§ WORK REQUIRED
Please rewrite the rows below with "place a dot" changed to "put a point" and everything else left as is.

§ ENTRIES SUPPLIED
* * *
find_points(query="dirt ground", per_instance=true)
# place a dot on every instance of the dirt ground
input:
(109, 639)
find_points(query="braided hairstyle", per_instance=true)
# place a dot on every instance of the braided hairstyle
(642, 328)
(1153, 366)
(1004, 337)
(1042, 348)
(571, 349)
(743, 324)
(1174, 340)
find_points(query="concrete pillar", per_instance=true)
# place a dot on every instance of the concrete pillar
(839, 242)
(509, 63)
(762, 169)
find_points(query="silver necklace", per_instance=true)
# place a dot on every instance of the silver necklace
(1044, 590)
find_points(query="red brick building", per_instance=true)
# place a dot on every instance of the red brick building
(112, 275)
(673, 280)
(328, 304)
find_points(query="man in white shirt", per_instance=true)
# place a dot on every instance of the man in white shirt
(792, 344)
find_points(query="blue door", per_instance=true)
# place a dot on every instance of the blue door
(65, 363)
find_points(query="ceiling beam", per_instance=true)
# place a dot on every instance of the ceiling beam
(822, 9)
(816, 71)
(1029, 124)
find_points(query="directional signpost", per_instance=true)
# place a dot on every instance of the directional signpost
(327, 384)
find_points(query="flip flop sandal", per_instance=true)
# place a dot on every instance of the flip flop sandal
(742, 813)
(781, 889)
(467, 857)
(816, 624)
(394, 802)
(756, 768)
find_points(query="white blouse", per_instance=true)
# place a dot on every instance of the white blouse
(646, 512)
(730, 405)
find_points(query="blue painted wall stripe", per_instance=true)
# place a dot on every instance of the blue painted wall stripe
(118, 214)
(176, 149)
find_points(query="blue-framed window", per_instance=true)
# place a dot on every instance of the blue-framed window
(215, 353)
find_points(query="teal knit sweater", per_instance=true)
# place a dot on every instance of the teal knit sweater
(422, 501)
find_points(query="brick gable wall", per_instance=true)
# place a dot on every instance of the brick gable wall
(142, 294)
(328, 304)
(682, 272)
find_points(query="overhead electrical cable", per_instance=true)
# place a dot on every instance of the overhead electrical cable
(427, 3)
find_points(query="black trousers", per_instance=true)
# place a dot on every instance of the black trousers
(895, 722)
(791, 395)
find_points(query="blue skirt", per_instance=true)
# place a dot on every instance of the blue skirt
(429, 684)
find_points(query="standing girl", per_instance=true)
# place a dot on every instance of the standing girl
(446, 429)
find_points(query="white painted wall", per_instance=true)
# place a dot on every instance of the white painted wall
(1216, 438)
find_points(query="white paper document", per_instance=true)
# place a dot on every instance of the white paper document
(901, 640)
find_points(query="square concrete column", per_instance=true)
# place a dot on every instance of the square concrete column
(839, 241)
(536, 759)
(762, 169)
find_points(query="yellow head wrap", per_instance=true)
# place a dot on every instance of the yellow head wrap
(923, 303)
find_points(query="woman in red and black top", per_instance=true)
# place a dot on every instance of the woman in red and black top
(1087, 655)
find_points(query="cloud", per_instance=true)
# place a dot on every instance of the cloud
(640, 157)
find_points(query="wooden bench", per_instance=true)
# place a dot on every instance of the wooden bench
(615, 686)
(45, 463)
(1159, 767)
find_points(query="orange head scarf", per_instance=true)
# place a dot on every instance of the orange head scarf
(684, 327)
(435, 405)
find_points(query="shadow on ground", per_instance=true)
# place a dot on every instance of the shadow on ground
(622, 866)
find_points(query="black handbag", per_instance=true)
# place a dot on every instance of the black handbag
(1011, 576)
* * *
§ ANSWER FOR THE TASK
find_points(query="dirt ground", per_instance=true)
# put a point on every instance of the dirt ground
input:
(109, 639)
find_points(query="braided hairstyle", per_instance=true)
# put a point on every instance of the braided hairstyle
(642, 328)
(1153, 366)
(1004, 337)
(1042, 348)
(571, 349)
(743, 324)
(1174, 340)
find_points(query="concrete pillar", per_instance=true)
# put a point on every instance of the concrete pillar
(839, 242)
(509, 63)
(762, 169)
find_points(query="silver necklace", per_instance=true)
# put a point on every instance of the silver necklace
(1044, 590)
find_points(query="red brick building", per_instance=true)
# put a point on every instance of the red brick building
(112, 275)
(673, 280)
(328, 304)
find_points(query="man in white shirt", per_instance=true)
# put a point on every instance of the man in white shirt
(792, 344)
find_points(query="blue door", per_instance=true)
# put a point on every instance of the blue door
(65, 363)
find_points(query="ceiling beam", per_instance=true)
# put a point on every instance of the ceiling beam
(822, 9)
(816, 71)
(1029, 124)
find_points(query="directional signpost", per_instance=true)
# put a point on every instance of the directional signpost
(327, 384)
find_points(query="flip flop sandal", per_instance=true)
# put a point on every instance of the flip flop sandal
(742, 813)
(781, 889)
(467, 857)
(816, 624)
(394, 802)
(756, 768)
find_points(query="white blouse", per_instance=true)
# put a point on every instance of the white blouse
(646, 512)
(730, 405)
find_points(query="blue painted wall stripe", per_instance=true)
# put a point on every instance of the blue painted wall stripe
(118, 214)
(176, 149)
find_points(query="blue-framed window", per_instance=true)
# put a point on every instance of the blue-framed window
(215, 353)
find_points(query="teal knit sweater", per_instance=true)
# put a point on every instance of the teal knit sweater
(422, 501)
find_points(query="brick gable wall", per_instance=true)
# put a point on every instance of the brick gable wall
(142, 294)
(328, 304)
(682, 272)
find_points(query="overhead electrical cable", per_instance=true)
# put a point on every instance of the overhead electrical cable
(427, 3)
find_points(query="black trousers", per_instance=true)
# put a point on every instance of the black trousers
(895, 722)
(791, 395)
find_points(query="blue skirt", per_instance=true)
# put a point on every instance of the blue skirt
(429, 684)
find_points(query="standing girl", per_instance=true)
# put a point on every instance of the standing girl
(446, 429)
find_points(query="white painted wall", per_instance=true)
# put a point on every instance of the white painted wall
(1216, 438)
find_points(query="white paper document", per_instance=true)
# put a point on every instance of the white paper document
(901, 640)
find_points(query="square concrete column", per_instance=true)
# put a point on every instance of the square concrete column
(839, 241)
(536, 759)
(762, 169)
find_points(query="yellow head wrap", per_instance=true)
# put a point on every instance of the yellow head wrap
(923, 303)
find_points(query="woman in red and black top", per_instance=true)
# put a point on every instance of the woman in red and black top
(1087, 655)
find_points(query="cloud", per_instance=true)
# put a point on every instance of the cloud
(640, 157)
find_points(query="wooden bench", per_instance=true)
# put a point on every instance of the wooden bench
(615, 686)
(45, 463)
(1159, 767)
find_points(query="orange head scarf", per_instance=true)
# put a point on every instance of the orange head scarf
(684, 327)
(435, 405)
find_points(query="shadow on ground", per_instance=true)
# put a point on every instance of the shadow on ground
(622, 866)
find_points(query="black handbag", per_instance=true)
# put a point on every instance of the black handbag
(1011, 576)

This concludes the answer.